What the task requires:
Please format each line of the listing below as a JSON list of strings, one string per line, with blank lines left out.

Data lines:
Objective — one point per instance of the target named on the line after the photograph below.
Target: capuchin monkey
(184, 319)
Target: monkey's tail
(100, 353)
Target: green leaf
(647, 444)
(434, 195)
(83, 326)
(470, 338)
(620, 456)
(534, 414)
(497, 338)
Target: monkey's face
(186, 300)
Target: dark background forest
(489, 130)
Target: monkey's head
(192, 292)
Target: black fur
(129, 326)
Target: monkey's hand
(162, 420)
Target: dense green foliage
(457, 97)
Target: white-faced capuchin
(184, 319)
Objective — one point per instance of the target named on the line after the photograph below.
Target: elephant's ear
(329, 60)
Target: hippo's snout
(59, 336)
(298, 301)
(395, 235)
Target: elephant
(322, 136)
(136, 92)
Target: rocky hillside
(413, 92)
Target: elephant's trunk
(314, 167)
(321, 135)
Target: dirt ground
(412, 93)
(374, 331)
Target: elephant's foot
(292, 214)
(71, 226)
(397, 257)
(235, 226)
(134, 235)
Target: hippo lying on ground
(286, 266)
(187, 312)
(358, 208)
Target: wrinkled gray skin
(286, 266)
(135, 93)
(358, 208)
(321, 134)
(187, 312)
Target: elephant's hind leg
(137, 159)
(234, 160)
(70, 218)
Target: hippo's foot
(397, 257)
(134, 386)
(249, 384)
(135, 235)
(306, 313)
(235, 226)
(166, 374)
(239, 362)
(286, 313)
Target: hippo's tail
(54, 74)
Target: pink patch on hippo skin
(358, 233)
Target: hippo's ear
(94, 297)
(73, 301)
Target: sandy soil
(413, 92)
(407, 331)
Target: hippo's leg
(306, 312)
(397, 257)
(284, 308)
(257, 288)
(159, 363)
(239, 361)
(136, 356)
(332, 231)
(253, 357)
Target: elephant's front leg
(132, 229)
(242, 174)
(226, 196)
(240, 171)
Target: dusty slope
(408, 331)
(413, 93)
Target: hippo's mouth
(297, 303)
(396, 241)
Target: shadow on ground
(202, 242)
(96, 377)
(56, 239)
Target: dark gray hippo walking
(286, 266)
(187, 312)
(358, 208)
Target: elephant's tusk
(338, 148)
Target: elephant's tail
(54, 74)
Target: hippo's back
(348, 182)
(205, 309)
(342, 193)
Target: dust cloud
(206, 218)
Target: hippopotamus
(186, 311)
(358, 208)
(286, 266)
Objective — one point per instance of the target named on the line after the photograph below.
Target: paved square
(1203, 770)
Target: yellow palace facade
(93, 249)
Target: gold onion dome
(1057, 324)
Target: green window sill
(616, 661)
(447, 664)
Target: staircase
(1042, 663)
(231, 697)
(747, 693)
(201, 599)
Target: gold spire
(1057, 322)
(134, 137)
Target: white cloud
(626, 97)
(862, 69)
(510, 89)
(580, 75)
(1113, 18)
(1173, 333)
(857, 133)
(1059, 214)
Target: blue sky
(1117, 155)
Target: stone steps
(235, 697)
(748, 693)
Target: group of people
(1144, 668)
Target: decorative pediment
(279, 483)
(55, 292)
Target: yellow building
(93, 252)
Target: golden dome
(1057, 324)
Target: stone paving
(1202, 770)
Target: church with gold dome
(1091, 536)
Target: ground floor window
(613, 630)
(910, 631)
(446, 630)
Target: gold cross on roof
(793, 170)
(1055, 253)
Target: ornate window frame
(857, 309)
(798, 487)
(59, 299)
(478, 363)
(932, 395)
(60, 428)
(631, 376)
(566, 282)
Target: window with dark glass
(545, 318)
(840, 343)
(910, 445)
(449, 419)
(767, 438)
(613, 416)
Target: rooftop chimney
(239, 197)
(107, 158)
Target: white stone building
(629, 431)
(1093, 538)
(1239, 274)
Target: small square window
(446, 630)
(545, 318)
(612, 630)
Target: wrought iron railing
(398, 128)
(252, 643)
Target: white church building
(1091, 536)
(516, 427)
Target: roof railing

Result of the exercise:
[
  "Objective — one point per instance of the target named on the line after the photograph below.",
  "Target: capuchin monkey",
  "(184, 319)",
  "Target: monkey's tail",
  "(100, 353)",
  "Target: green leaf",
  "(647, 444)",
  "(434, 195)",
  "(83, 326)",
  "(470, 338)",
  "(620, 456)",
  "(534, 414)",
  "(497, 338)",
  "Target: monkey's face",
  "(186, 300)",
  "Target: dark background forest",
  "(489, 130)",
  "Target: monkey's head",
  "(192, 292)",
  "Target: black fur",
  "(129, 326)",
  "Target: monkey's hand",
  "(162, 420)",
  "Target: dense green foliage",
  "(457, 97)",
  "Target: white-faced capuchin",
  "(184, 319)",
  "Objective — one point per instance of the target named on the line after the photograph below.",
  "Target: elephant's ear",
  "(329, 60)",
  "Target: hippo's snout",
  "(59, 336)",
  "(298, 301)",
  "(395, 235)",
  "Target: elephant",
  "(322, 136)",
  "(136, 92)",
  "Target: rocky hillside",
  "(413, 92)",
  "Target: elephant's trunk",
  "(314, 167)",
  "(321, 135)",
  "Target: dirt ground",
  "(412, 93)",
  "(374, 331)",
  "Target: elephant's foot",
  "(292, 214)",
  "(71, 226)",
  "(397, 257)",
  "(235, 226)",
  "(134, 235)",
  "Target: hippo lying on ground",
  "(286, 266)",
  "(187, 312)",
  "(358, 208)",
  "Target: wrinkled gray skin",
  "(286, 266)",
  "(135, 93)",
  "(358, 208)",
  "(321, 134)",
  "(187, 312)",
  "Target: elephant's hind leg",
  "(137, 159)",
  "(234, 160)",
  "(70, 218)",
  "Target: hippo's foot",
  "(397, 257)",
  "(134, 386)",
  "(249, 384)",
  "(135, 235)",
  "(306, 313)",
  "(235, 226)",
  "(166, 374)",
  "(239, 362)",
  "(286, 313)",
  "Target: hippo's tail",
  "(54, 74)",
  "Target: pink patch on hippo skin",
  "(358, 233)",
  "Target: hippo's ear",
  "(94, 297)",
  "(73, 301)",
  "Target: sandy soil",
  "(413, 92)",
  "(407, 331)",
  "Target: hippo's leg",
  "(306, 312)",
  "(397, 257)",
  "(284, 308)",
  "(257, 288)",
  "(159, 363)",
  "(239, 361)",
  "(136, 356)",
  "(332, 231)",
  "(253, 357)",
  "Target: elephant's front leg",
  "(132, 229)",
  "(242, 174)",
  "(226, 196)",
  "(240, 171)",
  "Target: dusty slope",
  "(408, 331)",
  "(413, 93)",
  "Target: hippo's mouth",
  "(297, 303)",
  "(396, 241)",
  "Target: shadow on ground",
  "(202, 242)",
  "(96, 377)",
  "(56, 239)",
  "Target: dark gray hippo walking",
  "(286, 266)",
  "(187, 312)",
  "(358, 208)",
  "Target: elephant's tusk",
  "(338, 148)",
  "Target: elephant's tail",
  "(54, 74)",
  "Target: hippo's back",
  "(348, 182)",
  "(205, 309)",
  "(342, 193)",
  "Target: dust cloud",
  "(206, 218)",
  "Target: hippopotamus",
  "(186, 311)",
  "(358, 208)",
  "(286, 266)",
  "Objective — one point per instance of the target named on the line after the photograph below.",
  "Target: paved square",
  "(1203, 770)",
  "Target: yellow palace facade",
  "(93, 249)",
  "Target: gold onion dome",
  "(1057, 324)",
  "Target: green window sill",
  "(616, 661)",
  "(447, 664)",
  "Target: staircase",
  "(1042, 663)",
  "(231, 697)",
  "(747, 693)",
  "(201, 599)",
  "Target: gold spire",
  "(1057, 322)",
  "(134, 137)",
  "Target: white cloud",
  "(626, 97)",
  "(862, 69)",
  "(510, 89)",
  "(580, 75)",
  "(1113, 18)",
  "(1173, 333)",
  "(857, 133)",
  "(1059, 214)",
  "Target: blue sky",
  "(1117, 155)",
  "Target: stone steps",
  "(235, 697)",
  "(748, 693)",
  "Target: group of people",
  "(1144, 668)",
  "Target: decorative pediment",
  "(279, 483)",
  "(55, 292)",
  "Target: yellow building",
  "(93, 252)",
  "Target: golden dome",
  "(1057, 324)",
  "Target: stone paving",
  "(1202, 770)",
  "Target: church with gold dome",
  "(1091, 536)",
  "Target: ground floor window",
  "(613, 630)",
  "(910, 631)",
  "(446, 630)",
  "Target: gold cross on roof",
  "(793, 170)",
  "(1055, 253)",
  "Target: ornate window frame",
  "(857, 309)",
  "(798, 487)",
  "(59, 299)",
  "(478, 363)",
  "(932, 395)",
  "(60, 428)",
  "(631, 376)",
  "(566, 282)",
  "Target: window with dark glass",
  "(545, 318)",
  "(840, 343)",
  "(910, 445)",
  "(449, 419)",
  "(767, 438)",
  "(613, 416)",
  "Target: rooftop chimney",
  "(239, 197)",
  "(107, 158)",
  "Target: white stone building",
  "(629, 431)",
  "(1093, 538)",
  "(1239, 274)",
  "Target: small square window",
  "(446, 630)",
  "(545, 318)",
  "(612, 630)",
  "Target: wrought iron railing",
  "(398, 128)",
  "(252, 643)",
  "Target: white church building",
  "(1091, 536)",
  "(516, 427)",
  "Target: roof railing"
]